# [PROBLEM REQUIREMENTS]
Show every line in the records below that contains the word "bumper". Copy each such line in full, in the order it appears.

====== STORED ROWS ======

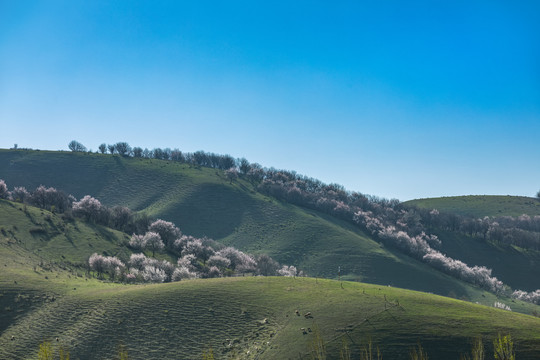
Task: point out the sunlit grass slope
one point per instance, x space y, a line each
248 318
44 297
203 203
481 205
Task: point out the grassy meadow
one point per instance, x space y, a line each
202 202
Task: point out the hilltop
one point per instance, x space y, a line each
47 292
481 205
202 202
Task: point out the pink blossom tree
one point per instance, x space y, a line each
4 194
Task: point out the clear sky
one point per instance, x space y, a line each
400 99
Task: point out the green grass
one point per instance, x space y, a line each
181 320
481 205
515 266
203 203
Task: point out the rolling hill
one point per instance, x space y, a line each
47 295
237 318
203 203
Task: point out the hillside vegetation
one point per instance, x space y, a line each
48 294
481 205
202 202
244 318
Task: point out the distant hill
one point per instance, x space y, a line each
202 202
481 205
46 294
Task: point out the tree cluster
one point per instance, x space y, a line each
196 258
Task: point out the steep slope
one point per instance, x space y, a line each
248 318
481 205
45 296
202 202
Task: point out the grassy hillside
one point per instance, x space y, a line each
481 205
45 296
202 202
246 318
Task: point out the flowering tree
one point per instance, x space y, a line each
88 207
231 174
4 194
167 230
152 241
20 194
76 146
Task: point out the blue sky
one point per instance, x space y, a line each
401 99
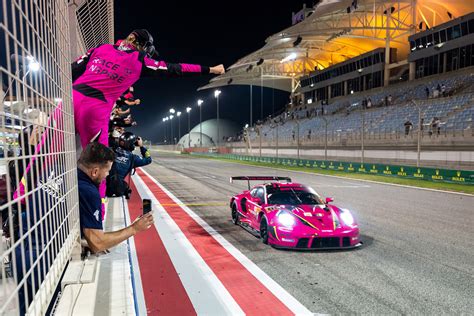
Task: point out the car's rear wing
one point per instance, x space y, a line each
259 178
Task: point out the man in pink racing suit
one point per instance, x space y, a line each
104 73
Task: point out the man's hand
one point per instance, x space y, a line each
140 142
142 223
218 70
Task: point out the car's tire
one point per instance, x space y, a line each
235 215
264 230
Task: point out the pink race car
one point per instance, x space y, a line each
292 215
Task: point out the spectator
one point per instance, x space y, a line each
436 92
96 87
436 125
443 90
408 127
369 103
93 166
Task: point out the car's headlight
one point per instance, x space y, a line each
346 217
286 219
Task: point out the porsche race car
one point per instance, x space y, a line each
292 215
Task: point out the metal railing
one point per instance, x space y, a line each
38 178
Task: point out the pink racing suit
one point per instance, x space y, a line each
103 75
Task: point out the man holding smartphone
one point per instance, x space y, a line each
93 166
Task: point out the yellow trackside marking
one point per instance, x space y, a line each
274 229
195 204
306 221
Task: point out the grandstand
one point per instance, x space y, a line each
365 68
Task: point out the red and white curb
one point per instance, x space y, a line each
186 267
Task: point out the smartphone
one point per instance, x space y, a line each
146 206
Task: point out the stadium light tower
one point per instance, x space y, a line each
188 110
165 119
178 114
292 56
171 126
216 95
200 102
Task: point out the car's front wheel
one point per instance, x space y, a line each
235 215
264 230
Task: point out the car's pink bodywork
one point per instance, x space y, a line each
315 226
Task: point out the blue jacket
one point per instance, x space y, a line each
124 158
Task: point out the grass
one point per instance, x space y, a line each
454 187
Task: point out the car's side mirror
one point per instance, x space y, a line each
329 200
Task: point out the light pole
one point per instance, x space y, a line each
216 95
418 145
172 111
325 138
362 135
200 102
188 110
178 114
171 127
165 119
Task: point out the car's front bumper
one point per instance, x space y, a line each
315 240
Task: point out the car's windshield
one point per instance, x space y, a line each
293 196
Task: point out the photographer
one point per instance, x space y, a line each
124 162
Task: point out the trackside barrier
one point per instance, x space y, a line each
407 172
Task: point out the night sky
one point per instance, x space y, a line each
205 33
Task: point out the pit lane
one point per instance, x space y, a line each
418 248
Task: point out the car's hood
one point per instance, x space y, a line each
322 217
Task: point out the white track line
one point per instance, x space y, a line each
135 266
286 298
352 179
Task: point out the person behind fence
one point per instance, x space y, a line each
124 162
105 72
93 166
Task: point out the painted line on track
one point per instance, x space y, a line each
162 287
352 179
140 306
253 289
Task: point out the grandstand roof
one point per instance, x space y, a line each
336 31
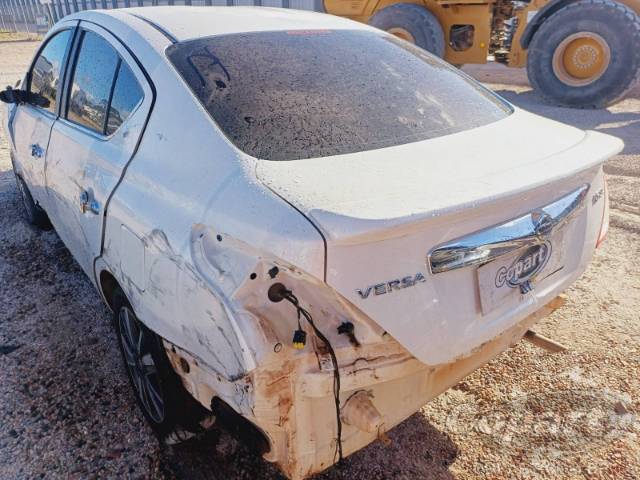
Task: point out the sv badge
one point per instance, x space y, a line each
390 286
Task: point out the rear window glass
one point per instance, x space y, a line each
290 95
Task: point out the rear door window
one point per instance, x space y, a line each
290 95
46 70
104 90
93 76
127 95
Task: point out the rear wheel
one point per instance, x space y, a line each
412 23
584 55
172 413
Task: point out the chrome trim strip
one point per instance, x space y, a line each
486 245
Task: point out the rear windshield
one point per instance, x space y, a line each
291 95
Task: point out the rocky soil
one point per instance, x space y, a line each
66 409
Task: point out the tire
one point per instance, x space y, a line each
33 213
174 416
617 61
416 21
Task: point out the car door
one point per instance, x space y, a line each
106 103
31 123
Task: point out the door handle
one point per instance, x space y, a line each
36 150
88 203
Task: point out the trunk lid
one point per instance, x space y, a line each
383 211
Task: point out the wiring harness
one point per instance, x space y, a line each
278 292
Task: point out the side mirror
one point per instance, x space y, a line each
9 95
17 96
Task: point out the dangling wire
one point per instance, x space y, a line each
291 298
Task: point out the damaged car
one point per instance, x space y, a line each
306 228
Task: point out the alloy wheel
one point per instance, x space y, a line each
142 368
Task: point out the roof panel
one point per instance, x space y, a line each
185 23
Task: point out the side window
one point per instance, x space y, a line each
93 76
127 95
45 74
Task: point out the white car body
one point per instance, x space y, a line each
195 232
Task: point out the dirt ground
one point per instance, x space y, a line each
66 409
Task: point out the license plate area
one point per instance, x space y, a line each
509 278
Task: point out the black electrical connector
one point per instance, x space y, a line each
348 329
278 292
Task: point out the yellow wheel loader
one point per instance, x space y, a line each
578 53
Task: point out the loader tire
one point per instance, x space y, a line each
412 23
586 55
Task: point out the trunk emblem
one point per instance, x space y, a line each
390 286
525 267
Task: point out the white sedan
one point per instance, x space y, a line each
306 228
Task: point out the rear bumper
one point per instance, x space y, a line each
292 402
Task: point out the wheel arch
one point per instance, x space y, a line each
552 7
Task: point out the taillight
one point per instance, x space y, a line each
604 225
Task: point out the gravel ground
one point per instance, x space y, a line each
66 409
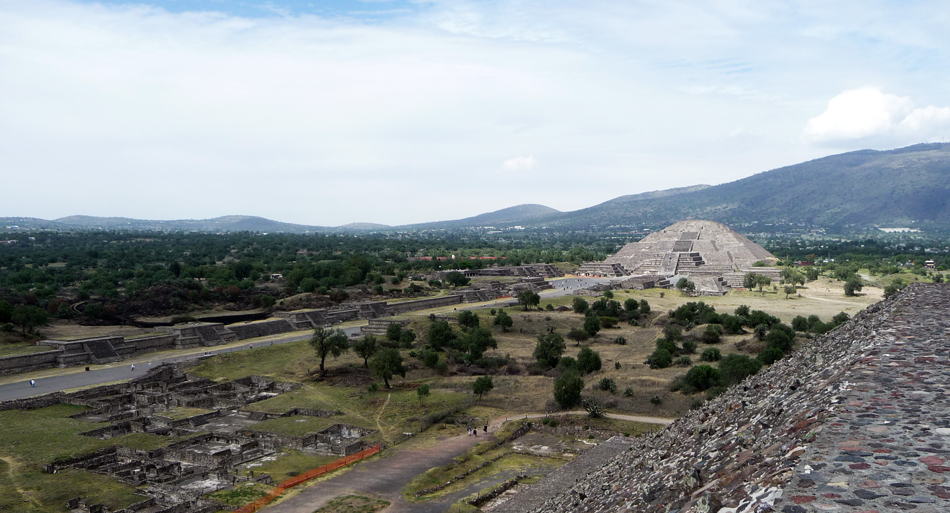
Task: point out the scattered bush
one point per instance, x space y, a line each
660 359
700 378
607 384
594 409
673 333
588 360
567 389
736 367
710 354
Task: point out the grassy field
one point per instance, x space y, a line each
354 504
28 441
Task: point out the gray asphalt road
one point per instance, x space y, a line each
568 286
122 370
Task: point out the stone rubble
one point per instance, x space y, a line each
855 421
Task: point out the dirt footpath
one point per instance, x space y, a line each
383 477
387 476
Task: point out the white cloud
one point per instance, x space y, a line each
124 108
868 115
520 163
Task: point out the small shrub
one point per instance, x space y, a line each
442 367
736 367
660 359
702 377
710 354
689 346
672 333
594 410
607 384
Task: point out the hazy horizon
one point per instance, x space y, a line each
403 112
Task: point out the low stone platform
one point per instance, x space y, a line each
856 421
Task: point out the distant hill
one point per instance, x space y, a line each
511 216
904 187
217 224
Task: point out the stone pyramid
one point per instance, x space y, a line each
691 247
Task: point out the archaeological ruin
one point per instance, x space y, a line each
853 421
710 254
211 448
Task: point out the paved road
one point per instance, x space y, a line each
567 286
387 476
56 380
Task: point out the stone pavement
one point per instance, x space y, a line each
856 421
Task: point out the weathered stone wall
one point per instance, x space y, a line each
28 362
853 421
261 328
422 304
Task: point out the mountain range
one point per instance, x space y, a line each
860 189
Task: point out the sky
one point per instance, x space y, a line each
398 112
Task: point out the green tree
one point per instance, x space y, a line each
327 342
748 281
578 335
789 290
482 386
853 285
440 335
631 307
6 312
588 360
422 392
468 319
592 325
580 305
644 307
504 320
549 348
365 348
393 331
478 341
386 364
28 317
567 389
702 377
736 367
527 299
456 279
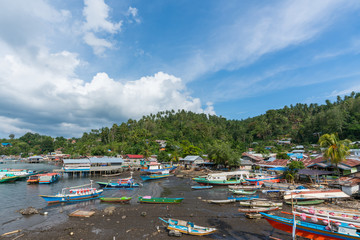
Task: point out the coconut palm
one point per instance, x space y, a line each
336 150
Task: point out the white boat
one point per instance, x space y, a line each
316 194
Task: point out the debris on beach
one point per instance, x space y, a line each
28 211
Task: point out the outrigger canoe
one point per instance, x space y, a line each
187 227
115 200
149 199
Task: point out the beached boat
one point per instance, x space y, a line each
115 200
225 178
312 230
120 183
257 210
306 202
260 204
245 187
222 201
338 214
7 179
73 194
241 191
244 198
149 199
163 174
316 194
155 167
187 227
200 187
260 179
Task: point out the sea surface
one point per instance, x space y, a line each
20 195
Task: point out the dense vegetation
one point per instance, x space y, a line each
190 133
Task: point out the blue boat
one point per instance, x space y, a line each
73 194
243 198
200 187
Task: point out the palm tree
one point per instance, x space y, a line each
336 149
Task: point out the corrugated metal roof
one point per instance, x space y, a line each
106 160
69 161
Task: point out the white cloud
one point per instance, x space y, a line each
96 13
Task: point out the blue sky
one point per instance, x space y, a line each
67 67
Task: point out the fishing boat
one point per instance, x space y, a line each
244 198
241 191
155 167
225 178
200 187
120 183
187 227
312 230
306 202
245 187
163 174
257 210
338 214
115 200
149 199
8 179
316 194
260 204
222 201
260 179
73 194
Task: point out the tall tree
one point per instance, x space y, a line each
336 150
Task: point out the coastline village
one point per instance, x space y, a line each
313 190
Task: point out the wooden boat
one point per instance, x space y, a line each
155 167
350 216
317 194
200 187
163 174
221 201
245 187
257 210
79 193
311 230
260 204
243 192
149 199
225 178
244 198
120 183
7 179
115 200
306 202
187 227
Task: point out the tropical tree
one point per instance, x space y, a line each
336 150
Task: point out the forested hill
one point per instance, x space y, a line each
303 123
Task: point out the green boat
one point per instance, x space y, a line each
149 199
115 200
7 179
307 202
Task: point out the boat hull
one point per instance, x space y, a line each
304 229
160 200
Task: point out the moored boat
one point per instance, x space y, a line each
312 230
225 178
257 210
187 227
149 199
115 199
260 204
73 194
242 192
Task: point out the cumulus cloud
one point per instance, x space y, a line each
96 13
50 99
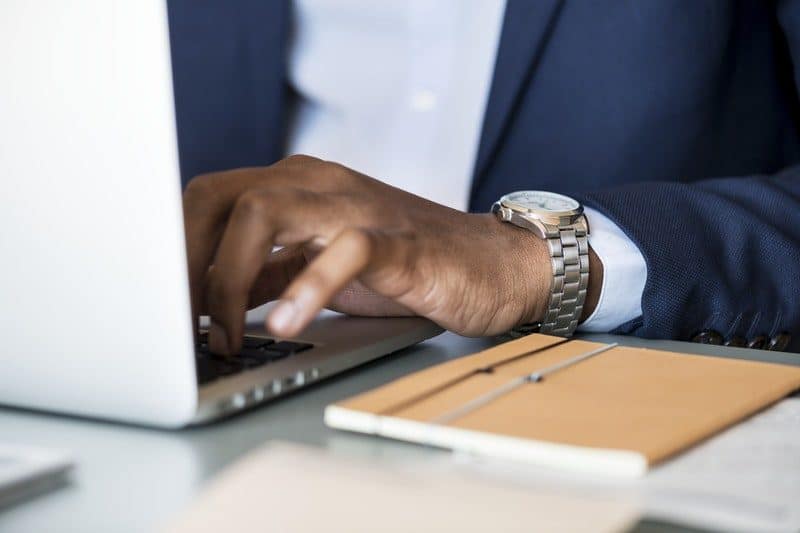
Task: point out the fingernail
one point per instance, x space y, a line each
283 315
218 339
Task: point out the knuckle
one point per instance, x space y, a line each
252 203
360 240
316 280
220 288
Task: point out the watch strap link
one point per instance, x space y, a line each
569 252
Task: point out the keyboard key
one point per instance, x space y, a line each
255 352
290 347
256 342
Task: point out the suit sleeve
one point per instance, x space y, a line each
722 254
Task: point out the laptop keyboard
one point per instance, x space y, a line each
256 352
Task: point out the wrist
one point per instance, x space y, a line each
536 267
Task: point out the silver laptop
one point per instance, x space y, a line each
94 300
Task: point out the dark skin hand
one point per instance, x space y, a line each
356 245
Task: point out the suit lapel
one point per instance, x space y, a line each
229 76
527 25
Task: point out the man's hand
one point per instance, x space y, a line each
356 245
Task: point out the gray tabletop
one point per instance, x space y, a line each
133 479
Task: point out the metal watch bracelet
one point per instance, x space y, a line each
569 253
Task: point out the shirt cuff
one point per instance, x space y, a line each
624 275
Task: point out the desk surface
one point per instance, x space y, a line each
132 479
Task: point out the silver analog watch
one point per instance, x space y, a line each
560 221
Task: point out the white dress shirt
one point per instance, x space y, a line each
397 89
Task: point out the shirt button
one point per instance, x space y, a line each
423 100
736 342
779 342
708 336
757 342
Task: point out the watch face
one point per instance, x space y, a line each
541 202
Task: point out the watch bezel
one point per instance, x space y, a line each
506 201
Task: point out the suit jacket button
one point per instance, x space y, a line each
708 336
736 342
757 343
779 342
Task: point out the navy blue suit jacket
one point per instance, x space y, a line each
678 119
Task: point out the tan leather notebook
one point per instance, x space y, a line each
571 404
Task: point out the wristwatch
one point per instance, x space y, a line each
560 221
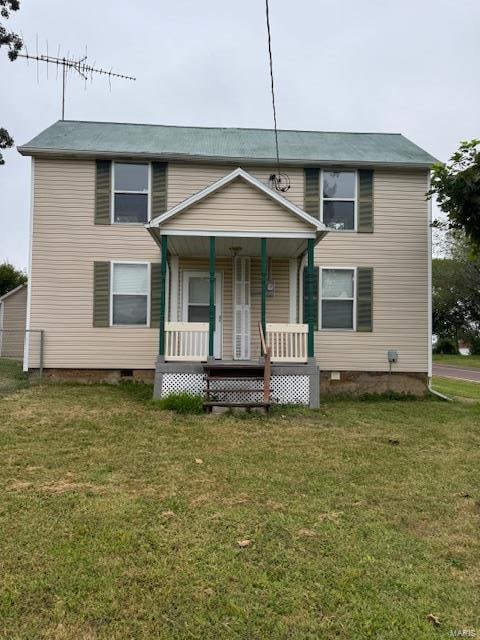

======

# [SOLUTION TO THIS TASK]
Task: point out the car's front bumper
Task: point out the rear bumper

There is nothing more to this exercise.